**TASK REQUIREMENTS:**
Locate each line below that contains the word "canal", and copy every such line in full.

* START INPUT DATA *

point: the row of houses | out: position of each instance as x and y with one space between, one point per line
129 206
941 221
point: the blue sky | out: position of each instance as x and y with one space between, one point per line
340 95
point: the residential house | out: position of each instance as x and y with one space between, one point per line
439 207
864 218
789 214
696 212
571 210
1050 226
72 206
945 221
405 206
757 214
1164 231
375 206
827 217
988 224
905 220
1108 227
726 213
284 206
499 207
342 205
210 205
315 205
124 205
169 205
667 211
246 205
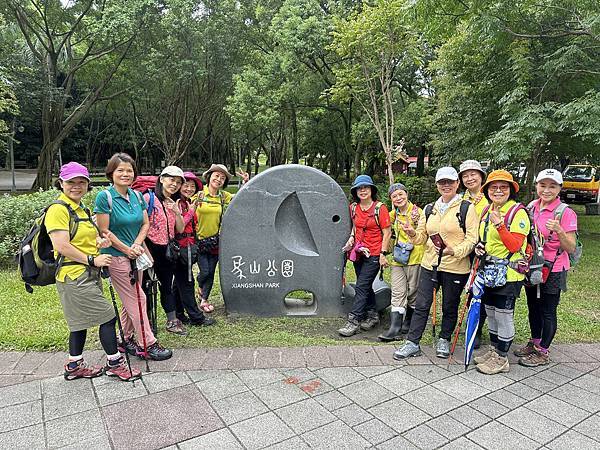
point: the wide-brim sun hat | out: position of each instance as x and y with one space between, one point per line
550 174
73 170
217 168
173 171
500 175
190 176
360 181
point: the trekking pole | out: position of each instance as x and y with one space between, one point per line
106 274
135 281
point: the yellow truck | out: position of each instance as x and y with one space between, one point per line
580 183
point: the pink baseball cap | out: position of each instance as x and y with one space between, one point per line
73 170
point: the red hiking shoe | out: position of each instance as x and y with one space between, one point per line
81 370
121 370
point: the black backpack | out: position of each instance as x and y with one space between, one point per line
37 265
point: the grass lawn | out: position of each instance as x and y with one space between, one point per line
35 322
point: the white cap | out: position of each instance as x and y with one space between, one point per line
173 171
446 173
549 174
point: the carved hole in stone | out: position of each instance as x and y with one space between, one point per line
292 227
300 303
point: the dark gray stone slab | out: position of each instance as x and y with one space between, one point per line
301 216
164 408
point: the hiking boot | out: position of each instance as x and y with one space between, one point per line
393 334
81 370
371 321
407 350
176 327
484 357
526 350
205 322
121 371
407 320
495 364
442 349
352 326
536 359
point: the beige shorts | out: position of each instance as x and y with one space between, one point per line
83 303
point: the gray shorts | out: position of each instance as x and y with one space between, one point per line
83 303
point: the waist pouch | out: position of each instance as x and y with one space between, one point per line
402 251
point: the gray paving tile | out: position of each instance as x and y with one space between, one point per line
352 415
182 411
557 410
460 388
261 431
70 429
111 390
20 393
425 438
469 416
280 394
161 381
534 425
222 438
305 416
333 400
335 435
495 435
366 393
375 431
256 378
20 415
398 381
24 438
339 376
489 407
239 407
222 386
571 440
399 415
448 427
590 427
432 401
577 397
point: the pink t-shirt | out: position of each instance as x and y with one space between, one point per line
568 222
158 222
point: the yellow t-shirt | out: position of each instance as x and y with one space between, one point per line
209 213
479 201
494 245
58 219
413 213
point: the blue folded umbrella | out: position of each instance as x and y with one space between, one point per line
473 317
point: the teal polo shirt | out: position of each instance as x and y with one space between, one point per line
126 217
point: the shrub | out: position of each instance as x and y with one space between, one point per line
17 213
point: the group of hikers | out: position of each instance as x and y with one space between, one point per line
483 231
176 224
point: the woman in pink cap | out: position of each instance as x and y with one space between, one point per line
558 225
185 300
76 243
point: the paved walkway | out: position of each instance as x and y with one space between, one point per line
296 398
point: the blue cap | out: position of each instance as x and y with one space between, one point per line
362 180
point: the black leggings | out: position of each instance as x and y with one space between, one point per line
108 339
543 319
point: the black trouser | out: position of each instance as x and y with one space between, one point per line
164 270
543 319
184 292
208 265
364 297
452 285
108 339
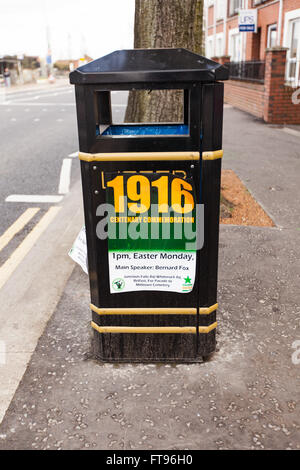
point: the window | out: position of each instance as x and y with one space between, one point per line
235 50
219 45
235 6
272 36
220 9
293 54
209 47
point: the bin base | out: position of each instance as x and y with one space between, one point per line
153 348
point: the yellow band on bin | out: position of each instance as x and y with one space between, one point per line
153 329
154 311
148 156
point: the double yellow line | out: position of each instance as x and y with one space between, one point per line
25 246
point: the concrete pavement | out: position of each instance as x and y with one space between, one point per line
246 397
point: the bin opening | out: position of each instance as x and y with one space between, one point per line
136 130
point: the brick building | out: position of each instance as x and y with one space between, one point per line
264 66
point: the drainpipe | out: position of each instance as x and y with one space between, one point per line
279 23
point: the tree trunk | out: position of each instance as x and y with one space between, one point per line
163 24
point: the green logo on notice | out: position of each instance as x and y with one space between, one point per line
187 286
118 284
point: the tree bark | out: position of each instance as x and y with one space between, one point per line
163 24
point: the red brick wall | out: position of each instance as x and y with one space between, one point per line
246 96
278 105
271 101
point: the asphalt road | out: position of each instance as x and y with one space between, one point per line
38 131
40 213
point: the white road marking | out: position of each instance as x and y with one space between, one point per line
291 131
17 226
74 154
11 103
19 254
33 198
65 176
37 97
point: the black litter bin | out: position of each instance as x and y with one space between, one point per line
148 188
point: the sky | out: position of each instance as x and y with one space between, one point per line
75 27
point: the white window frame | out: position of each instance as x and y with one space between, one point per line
289 18
209 46
271 27
234 32
218 37
220 9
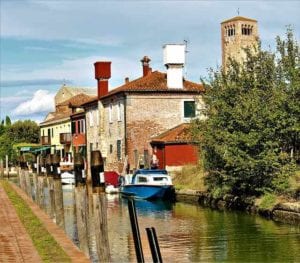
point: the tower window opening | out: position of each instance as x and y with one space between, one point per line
246 30
230 31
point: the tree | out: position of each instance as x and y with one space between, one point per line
251 113
23 131
7 121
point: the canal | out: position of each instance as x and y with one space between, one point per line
186 233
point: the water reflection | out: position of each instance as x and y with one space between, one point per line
186 233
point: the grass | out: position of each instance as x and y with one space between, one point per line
191 177
267 201
48 249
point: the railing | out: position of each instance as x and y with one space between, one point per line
65 138
45 140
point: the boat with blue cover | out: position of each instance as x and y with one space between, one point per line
148 184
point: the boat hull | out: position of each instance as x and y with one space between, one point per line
148 192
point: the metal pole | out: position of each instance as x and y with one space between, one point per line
6 166
154 246
135 231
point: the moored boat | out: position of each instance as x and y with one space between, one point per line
149 184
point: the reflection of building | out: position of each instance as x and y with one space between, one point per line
174 148
56 129
237 34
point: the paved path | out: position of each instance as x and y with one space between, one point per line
59 235
15 243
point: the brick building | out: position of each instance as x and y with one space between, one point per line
175 148
237 34
145 107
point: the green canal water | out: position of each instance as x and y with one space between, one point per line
190 233
186 233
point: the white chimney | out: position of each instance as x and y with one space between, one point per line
174 59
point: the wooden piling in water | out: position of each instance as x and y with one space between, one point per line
51 207
82 218
41 192
28 183
1 168
101 229
59 205
79 171
97 169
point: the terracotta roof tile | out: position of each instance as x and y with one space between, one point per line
76 101
56 117
155 82
179 134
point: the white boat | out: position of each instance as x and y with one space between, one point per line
149 184
67 178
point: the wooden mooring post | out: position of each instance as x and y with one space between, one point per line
82 218
79 172
59 204
1 168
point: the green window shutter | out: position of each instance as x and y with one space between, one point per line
189 109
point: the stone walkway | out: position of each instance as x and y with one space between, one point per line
59 235
15 243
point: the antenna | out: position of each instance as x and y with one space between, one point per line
186 41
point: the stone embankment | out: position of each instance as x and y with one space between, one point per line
286 212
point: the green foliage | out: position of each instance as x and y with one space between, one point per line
10 134
7 121
24 131
6 147
47 247
251 134
267 201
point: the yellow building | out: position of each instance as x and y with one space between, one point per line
56 129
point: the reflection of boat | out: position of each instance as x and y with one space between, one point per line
110 189
149 184
67 178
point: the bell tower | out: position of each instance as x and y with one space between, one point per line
237 33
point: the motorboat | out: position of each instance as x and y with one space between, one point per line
149 185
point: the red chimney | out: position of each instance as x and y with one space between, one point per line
145 62
102 75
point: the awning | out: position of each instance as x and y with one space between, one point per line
25 149
40 149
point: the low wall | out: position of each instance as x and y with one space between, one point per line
288 212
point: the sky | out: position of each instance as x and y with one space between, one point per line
46 43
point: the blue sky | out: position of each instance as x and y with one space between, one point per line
45 43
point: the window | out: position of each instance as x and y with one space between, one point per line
119 149
82 126
119 111
79 126
189 109
110 113
73 127
97 116
246 30
91 119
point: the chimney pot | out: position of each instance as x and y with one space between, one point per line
145 63
102 74
174 59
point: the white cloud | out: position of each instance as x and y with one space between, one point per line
42 101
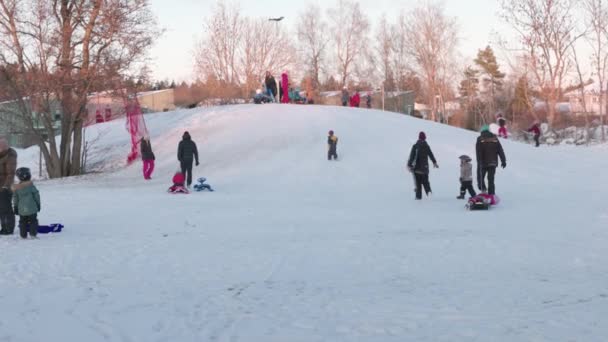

* END INPUT DATA *

**TASK RESPONSE:**
point: the canal | out: position of each instance as x and y with one space between, one point per line
point: the green canal water | out: position of each instance as x and y with one space between, one point per line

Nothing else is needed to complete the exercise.